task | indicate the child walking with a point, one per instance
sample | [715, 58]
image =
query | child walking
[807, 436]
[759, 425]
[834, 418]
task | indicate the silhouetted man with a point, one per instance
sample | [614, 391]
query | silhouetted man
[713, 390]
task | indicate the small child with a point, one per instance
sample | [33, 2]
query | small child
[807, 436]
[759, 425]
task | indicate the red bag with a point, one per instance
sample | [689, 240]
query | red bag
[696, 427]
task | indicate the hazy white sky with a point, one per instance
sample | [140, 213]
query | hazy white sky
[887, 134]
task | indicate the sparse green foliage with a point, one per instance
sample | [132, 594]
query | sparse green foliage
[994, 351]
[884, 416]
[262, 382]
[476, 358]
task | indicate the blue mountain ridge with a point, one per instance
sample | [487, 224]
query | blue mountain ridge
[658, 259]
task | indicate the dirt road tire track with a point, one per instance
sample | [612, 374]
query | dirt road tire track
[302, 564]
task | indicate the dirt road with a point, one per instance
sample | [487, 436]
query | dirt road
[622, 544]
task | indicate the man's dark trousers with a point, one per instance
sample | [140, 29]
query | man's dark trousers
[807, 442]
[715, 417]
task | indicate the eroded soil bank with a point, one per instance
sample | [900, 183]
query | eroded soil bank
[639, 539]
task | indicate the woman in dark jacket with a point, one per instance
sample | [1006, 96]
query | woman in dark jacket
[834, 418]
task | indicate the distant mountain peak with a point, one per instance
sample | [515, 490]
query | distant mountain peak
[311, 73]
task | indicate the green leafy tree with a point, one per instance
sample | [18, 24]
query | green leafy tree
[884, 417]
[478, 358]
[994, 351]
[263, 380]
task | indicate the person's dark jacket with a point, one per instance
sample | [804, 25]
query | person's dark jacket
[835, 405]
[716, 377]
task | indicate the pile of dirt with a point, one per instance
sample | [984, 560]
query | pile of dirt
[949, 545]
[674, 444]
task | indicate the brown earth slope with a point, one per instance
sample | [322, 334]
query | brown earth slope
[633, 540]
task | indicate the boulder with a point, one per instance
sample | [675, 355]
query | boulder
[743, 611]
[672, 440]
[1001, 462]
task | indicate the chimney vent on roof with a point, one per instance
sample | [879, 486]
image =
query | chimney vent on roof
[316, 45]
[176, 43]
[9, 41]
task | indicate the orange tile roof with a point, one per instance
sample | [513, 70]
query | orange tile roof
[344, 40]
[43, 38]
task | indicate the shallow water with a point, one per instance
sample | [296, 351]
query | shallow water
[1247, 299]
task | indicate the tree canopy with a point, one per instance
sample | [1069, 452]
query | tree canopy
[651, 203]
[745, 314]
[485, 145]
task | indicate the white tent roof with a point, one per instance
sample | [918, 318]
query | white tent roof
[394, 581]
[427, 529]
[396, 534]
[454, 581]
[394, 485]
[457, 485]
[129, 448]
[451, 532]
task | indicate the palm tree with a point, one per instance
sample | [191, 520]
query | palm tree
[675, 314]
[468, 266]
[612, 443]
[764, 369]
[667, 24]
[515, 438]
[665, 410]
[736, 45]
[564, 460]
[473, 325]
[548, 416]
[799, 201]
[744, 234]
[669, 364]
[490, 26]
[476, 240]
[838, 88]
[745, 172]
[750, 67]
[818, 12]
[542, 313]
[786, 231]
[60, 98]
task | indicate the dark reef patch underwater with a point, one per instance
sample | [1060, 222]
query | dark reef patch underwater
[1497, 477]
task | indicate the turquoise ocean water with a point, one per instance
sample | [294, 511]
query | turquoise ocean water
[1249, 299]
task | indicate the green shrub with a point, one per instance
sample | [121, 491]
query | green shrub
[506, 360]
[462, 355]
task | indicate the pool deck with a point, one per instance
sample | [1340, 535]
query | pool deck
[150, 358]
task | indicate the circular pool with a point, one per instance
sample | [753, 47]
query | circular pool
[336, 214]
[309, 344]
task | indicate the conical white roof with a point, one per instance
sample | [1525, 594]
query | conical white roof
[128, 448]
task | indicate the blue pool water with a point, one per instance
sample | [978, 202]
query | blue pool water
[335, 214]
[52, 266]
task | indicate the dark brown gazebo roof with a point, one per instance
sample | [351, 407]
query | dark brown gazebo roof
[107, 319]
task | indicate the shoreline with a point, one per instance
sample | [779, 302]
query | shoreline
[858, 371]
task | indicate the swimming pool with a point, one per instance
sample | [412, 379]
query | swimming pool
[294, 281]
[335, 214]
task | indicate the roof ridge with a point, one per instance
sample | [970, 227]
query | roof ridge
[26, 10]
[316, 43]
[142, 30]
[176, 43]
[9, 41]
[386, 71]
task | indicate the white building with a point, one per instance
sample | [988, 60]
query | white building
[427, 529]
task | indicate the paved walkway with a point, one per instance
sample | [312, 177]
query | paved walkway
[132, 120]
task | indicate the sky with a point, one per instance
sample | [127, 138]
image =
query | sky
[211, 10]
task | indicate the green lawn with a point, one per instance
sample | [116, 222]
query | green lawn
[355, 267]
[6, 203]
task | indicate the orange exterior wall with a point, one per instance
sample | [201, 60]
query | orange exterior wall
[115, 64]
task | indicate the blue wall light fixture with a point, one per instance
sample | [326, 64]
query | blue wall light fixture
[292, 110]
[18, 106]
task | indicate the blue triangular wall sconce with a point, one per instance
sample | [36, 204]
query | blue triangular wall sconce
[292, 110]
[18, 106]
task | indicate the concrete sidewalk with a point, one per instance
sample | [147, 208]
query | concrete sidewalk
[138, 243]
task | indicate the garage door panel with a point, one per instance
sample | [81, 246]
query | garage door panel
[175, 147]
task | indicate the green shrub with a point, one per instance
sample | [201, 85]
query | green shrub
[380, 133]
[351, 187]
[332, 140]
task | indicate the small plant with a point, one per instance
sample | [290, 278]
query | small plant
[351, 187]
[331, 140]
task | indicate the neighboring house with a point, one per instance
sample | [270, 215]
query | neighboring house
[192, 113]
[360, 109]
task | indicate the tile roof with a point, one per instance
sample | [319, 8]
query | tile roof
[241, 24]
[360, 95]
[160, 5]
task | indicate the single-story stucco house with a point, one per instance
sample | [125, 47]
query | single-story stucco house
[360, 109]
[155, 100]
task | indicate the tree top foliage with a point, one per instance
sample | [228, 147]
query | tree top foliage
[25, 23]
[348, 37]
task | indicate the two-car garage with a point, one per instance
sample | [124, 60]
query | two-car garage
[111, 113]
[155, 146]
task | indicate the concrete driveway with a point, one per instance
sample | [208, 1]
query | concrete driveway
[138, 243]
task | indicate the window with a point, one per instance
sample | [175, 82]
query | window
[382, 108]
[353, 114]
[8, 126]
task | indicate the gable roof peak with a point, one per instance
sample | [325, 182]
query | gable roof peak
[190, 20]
--
**What you should do**
Please transcribe the listing in its entirety, exactly.

**Answer section**
task | indicate the child walking with a point, one per instance
sample | [715, 58]
image =
query | child walking
[807, 436]
[759, 425]
[834, 418]
task | indicate the silhouetted man with a point, one per instance
sample | [614, 391]
query | silhouetted man
[713, 390]
task | indicate the small child with a point, one per instance
sample | [33, 2]
query | small child
[807, 436]
[759, 425]
task | indicate the red bag with a point, one per instance
sample | [689, 240]
query | red bag
[696, 427]
task | indicate the hazy white sky with a point, one per instance
sample | [140, 213]
query | hazy white sky
[887, 134]
task | indicate the sparse green foliage with a point, one per instance
sample | [132, 594]
query | sparse green foliage
[994, 351]
[884, 416]
[262, 382]
[476, 358]
task | indicate the blue mountain ridge with a point, one per instance
sample | [487, 224]
query | blue mountain ridge
[658, 259]
task | indicate the dirt road tire track with a point, one per instance
sample | [612, 374]
query | dirt road tire track
[302, 564]
task | indicate the dirt road with a point, one per instance
sample | [487, 436]
query | dirt road
[622, 544]
task | indicate the man's dark trousers with a point, one per instance
sample | [140, 29]
query | man's dark trousers
[807, 442]
[715, 417]
task | indicate the eroded soil bank with a point, one per instance
sample | [900, 183]
query | eroded soil bank
[639, 539]
task | indicate the woman in dark jacket with a point, one per instance
sample | [1006, 96]
query | woman in dark jacket
[834, 418]
task | indicate the distant mountain peak with a point, one per instance
sample | [515, 490]
query | distant mountain peak
[311, 73]
task | indicate the green leafy tree with a point, one per instance
sample | [18, 24]
query | green leafy tree
[884, 417]
[478, 358]
[994, 351]
[263, 380]
task | indicate the person's dark jacket with a point, one per instance
sample | [804, 25]
query | person's dark jacket
[835, 405]
[716, 377]
task | indicate the pile of dirt with a point, one per instance
sample | [984, 560]
query | pile of dirt
[949, 545]
[674, 444]
task | indicate the brown earth slope with a point, one per instance
sample | [322, 334]
query | brown earth slope
[633, 540]
task | indicate the boulder with a point, one per instance
sample | [675, 355]
query | boulder
[743, 611]
[672, 440]
[1001, 462]
task | indicate the chimney vent on roof with a point, one per instance
sample | [879, 486]
image =
query | chimney vent on roof
[316, 45]
[176, 43]
[9, 41]
task | indicate the orange tile roof with a point, one per instance
sample | [513, 70]
query | orange tile roof
[344, 40]
[43, 38]
task | indicate the shallow water with a point, one per instance
sample | [296, 351]
query | shallow water
[1247, 299]
task | indicate the tree canopy with a point, one per instance
sample | [1069, 452]
query | tree canopy
[651, 203]
[745, 314]
[485, 145]
task | indicate the white tent roof with a point, one per instance
sample | [918, 318]
query | white tent roof
[394, 581]
[427, 529]
[396, 534]
[454, 581]
[394, 485]
[457, 485]
[129, 448]
[451, 532]
task | indicate the palm tree with a point, one per instance
sample | [191, 520]
query | palm tree
[675, 314]
[468, 266]
[612, 443]
[764, 369]
[667, 24]
[515, 438]
[665, 410]
[736, 45]
[564, 460]
[473, 325]
[548, 416]
[799, 201]
[744, 234]
[669, 364]
[490, 26]
[476, 240]
[838, 88]
[745, 172]
[750, 67]
[818, 12]
[542, 313]
[786, 231]
[60, 98]
task | indicate the dark reef patch underwater with a point, one per instance
sample | [1060, 222]
query | dark reef patch underwater
[1497, 477]
task | indicate the turquoise ocean water with a point, one per instance
sample | [294, 511]
query | turquoise ocean water
[1249, 299]
task | indicate the green shrub with a point, one per instance
sample | [121, 491]
query | green shrub
[506, 360]
[462, 355]
task | indicate the pool deck with a point, one per instance
sample | [1340, 535]
query | pool deck
[150, 358]
task | indicate the circular pool with a point, one per instance
sample | [753, 47]
query | circular pool
[336, 214]
[309, 344]
task | indicate the conical white roof with a point, one per instance
sample | [1525, 594]
query | conical white roof
[128, 448]
task | indicate the blue pool water with a point, one per instance
sample | [978, 202]
query | blue pool water
[335, 214]
[52, 266]
task | indicate the dark brown gazebo roof with a point, one per instance
sample | [351, 407]
query | dark brown gazebo roof
[107, 319]
task | indicate the shoreline with a point, one per instance
sample | [779, 302]
query | shoreline
[858, 371]
task | indicate the swimming pool with a point, one per instance
sample | [412, 379]
query | swimming pool
[294, 281]
[335, 214]
task | indicate the roof ridge with a point, one per instance
sample | [970, 227]
query | roof ridge
[26, 10]
[316, 43]
[142, 30]
[176, 43]
[9, 41]
[386, 71]
task | indicate the white building with a point, one per instance
sample | [988, 60]
query | white building
[427, 529]
task | indicate the paved walkway with a point, one per instance
sample | [312, 177]
query | paved walkway
[132, 120]
task | indicate the sky with a point, one per instance
sample | [127, 138]
image =
query | sky
[211, 10]
task | indicate the green lawn with a point, one per instance
sample | [116, 222]
query | green lawn
[355, 267]
[6, 203]
task | indicate the orange exterior wall with a point, one per instance
sample | [201, 60]
query | orange exterior wall
[115, 64]
task | indicate the blue wall light fixture with a point, one per instance
sample | [326, 64]
query | blue wall light fixture
[292, 110]
[18, 106]
task | indicate the blue triangular wall sconce with a point, one per instance
sample | [36, 204]
query | blue triangular wall sconce
[292, 110]
[18, 106]
task | indicate the concrete sidewalk with a point, one per instance
sample | [147, 208]
query | concrete sidewalk
[138, 243]
task | indicate the garage door panel with a point, one per instance
sample | [81, 246]
query | garage door panel
[175, 147]
task | indicate the green shrub with a point, one per instance
sample | [201, 85]
query | green shrub
[380, 133]
[351, 187]
[332, 140]
task | indicate the small plant with a point, one per instance
sample | [290, 278]
query | small plant
[351, 187]
[331, 140]
task | indicate the neighboring house with a point, one per instance
sample | [270, 215]
query | neighboring house
[192, 113]
[360, 109]
task | indicate the tile roof with a point, one per instance
sample | [319, 8]
query | tile roof
[241, 24]
[360, 95]
[160, 5]
task | indicate the single-story stucco house with a point, one per instance
sample | [125, 47]
query | single-story stucco house
[360, 109]
[155, 100]
task | indicate the tree top foliage with a point, one per instance
sample | [228, 147]
query | tree top foliage
[25, 23]
[348, 37]
task | indicate the two-car garage with a point, one per instance
sample | [124, 60]
query | two-car garage
[111, 113]
[155, 146]
task | indicate the concrete driveway with a point, one per instance
sample | [208, 1]
query | concrete driveway
[138, 243]
task | indicate the window with a point, one per instance
sample | [175, 82]
query | window
[382, 108]
[353, 114]
[8, 126]
task | indicate the gable roof peak with a point, one per instance
sample | [325, 182]
query | gable roof peak
[190, 20]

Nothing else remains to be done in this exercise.